» DATA EXTRACT
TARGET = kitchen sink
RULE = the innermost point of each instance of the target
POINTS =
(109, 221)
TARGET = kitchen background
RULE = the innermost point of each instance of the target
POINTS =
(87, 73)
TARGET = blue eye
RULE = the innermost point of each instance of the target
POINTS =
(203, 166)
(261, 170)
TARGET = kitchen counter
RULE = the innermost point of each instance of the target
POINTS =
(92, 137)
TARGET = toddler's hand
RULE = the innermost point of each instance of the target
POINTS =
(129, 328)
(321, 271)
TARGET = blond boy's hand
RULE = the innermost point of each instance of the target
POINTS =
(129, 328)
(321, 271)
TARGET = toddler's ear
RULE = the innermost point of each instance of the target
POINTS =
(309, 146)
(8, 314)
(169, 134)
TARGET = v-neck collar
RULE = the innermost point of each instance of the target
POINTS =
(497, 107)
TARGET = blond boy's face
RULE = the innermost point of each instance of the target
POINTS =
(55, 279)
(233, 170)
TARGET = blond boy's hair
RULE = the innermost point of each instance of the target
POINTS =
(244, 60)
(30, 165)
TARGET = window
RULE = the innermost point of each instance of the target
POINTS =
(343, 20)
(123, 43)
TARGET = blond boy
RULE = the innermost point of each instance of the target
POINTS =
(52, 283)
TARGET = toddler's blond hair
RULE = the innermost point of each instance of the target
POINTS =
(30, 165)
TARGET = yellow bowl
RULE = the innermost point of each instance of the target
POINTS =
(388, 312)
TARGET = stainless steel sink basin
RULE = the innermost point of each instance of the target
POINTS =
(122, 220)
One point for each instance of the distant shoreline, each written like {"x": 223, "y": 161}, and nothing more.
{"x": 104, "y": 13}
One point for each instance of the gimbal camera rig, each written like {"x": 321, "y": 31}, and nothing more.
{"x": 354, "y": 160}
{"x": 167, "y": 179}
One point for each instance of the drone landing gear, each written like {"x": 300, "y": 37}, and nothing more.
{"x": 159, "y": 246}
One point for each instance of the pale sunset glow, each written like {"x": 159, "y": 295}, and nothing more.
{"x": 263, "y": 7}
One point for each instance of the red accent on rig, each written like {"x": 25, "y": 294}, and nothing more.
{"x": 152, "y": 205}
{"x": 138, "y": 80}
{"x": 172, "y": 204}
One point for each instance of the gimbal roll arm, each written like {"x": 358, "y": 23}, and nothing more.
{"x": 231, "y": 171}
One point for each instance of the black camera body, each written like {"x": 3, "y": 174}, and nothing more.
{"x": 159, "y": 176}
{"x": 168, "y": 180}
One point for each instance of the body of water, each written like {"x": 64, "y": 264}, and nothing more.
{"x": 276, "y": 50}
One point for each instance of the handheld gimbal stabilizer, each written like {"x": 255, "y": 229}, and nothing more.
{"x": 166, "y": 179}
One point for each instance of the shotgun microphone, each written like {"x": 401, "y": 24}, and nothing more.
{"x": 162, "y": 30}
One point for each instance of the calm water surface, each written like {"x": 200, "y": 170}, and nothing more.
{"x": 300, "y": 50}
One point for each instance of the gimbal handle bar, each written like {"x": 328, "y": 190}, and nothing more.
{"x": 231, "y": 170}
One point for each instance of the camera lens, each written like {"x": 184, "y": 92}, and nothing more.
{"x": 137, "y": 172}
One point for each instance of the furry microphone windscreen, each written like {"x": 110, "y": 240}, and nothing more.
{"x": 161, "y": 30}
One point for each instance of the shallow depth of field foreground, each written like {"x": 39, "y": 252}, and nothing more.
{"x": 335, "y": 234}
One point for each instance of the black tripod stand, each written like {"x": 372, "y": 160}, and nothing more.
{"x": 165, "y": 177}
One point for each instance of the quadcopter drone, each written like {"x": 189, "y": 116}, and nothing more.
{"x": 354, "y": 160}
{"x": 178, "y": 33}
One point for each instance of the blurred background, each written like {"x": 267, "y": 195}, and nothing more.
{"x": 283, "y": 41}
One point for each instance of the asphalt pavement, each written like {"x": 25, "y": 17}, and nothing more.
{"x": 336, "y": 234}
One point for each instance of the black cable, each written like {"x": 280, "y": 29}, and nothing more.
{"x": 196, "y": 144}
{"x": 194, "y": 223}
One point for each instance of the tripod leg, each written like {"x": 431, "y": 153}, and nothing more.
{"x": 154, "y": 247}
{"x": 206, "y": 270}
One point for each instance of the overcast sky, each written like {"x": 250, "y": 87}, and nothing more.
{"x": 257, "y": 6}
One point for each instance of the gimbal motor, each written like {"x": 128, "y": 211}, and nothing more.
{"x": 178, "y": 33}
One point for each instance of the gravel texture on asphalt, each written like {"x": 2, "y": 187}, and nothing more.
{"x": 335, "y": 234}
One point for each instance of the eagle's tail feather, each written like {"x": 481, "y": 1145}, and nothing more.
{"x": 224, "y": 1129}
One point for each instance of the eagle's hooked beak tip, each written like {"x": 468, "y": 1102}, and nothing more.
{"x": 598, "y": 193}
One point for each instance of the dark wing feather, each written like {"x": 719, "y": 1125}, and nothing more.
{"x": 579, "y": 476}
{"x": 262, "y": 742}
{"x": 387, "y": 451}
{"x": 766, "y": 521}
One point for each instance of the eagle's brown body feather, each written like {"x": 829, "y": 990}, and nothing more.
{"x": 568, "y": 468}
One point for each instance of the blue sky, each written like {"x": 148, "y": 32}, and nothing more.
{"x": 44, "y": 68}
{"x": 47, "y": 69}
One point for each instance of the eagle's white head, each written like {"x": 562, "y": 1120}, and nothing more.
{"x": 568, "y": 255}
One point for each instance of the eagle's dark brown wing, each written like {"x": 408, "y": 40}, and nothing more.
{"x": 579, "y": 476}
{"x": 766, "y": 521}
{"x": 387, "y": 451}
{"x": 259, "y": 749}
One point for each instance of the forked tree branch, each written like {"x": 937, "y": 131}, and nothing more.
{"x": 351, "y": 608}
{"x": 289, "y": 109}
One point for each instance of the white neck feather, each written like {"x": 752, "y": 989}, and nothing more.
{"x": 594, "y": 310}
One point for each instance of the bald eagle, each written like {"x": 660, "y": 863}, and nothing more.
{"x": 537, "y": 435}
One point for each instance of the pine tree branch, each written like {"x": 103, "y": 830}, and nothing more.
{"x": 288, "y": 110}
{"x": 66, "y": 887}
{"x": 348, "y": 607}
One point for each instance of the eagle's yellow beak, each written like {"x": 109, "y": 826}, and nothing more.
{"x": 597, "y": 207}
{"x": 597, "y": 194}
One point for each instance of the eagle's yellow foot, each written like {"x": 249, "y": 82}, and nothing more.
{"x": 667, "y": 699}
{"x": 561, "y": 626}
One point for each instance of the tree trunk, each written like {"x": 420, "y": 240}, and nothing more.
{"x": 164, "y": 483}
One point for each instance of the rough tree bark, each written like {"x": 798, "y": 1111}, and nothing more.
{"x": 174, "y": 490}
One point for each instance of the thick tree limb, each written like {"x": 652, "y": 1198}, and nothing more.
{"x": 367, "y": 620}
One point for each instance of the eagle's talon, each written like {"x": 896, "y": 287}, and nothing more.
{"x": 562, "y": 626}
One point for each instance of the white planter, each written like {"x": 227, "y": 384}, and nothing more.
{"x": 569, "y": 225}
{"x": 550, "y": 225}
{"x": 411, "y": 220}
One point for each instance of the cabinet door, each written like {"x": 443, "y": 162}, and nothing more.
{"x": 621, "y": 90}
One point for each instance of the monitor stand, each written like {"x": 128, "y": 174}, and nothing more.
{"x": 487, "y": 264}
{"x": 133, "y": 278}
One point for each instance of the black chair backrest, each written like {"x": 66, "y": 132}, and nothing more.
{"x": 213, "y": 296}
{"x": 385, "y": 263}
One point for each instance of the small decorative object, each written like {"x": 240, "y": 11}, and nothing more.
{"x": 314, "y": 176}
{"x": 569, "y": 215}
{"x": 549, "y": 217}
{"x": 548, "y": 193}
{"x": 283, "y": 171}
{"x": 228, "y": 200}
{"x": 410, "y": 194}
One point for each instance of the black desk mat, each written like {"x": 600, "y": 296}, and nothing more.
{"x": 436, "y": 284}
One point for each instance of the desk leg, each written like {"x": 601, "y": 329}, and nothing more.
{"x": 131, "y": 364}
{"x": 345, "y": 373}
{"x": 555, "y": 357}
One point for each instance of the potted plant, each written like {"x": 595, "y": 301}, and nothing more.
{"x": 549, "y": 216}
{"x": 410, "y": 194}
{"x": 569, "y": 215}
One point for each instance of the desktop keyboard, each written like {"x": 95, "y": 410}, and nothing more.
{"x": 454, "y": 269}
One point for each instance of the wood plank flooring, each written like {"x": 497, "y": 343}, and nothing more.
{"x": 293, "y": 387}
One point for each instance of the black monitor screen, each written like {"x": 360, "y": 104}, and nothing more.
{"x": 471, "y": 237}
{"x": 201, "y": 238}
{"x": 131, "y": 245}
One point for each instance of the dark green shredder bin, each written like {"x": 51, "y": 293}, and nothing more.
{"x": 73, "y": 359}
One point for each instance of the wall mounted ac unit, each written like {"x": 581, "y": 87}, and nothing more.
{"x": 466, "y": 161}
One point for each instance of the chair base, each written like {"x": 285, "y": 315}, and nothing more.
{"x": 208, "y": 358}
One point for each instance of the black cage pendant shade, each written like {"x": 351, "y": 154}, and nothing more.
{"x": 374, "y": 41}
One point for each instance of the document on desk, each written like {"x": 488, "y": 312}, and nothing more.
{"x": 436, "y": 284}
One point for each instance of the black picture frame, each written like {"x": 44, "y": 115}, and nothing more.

» TASK
Look above and return each line of the records exactly, from the very first through the line with "TARGET = blue eye", both included.

» EXPECTED ANSWER
TARGET = kitchen sink
RULE = the innermost point of each instance of the target
POINTS =
(109, 221)
TARGET = kitchen background
RULE = the innermost point of each instance of the target
POINTS =
(87, 73)
TARGET = blue eye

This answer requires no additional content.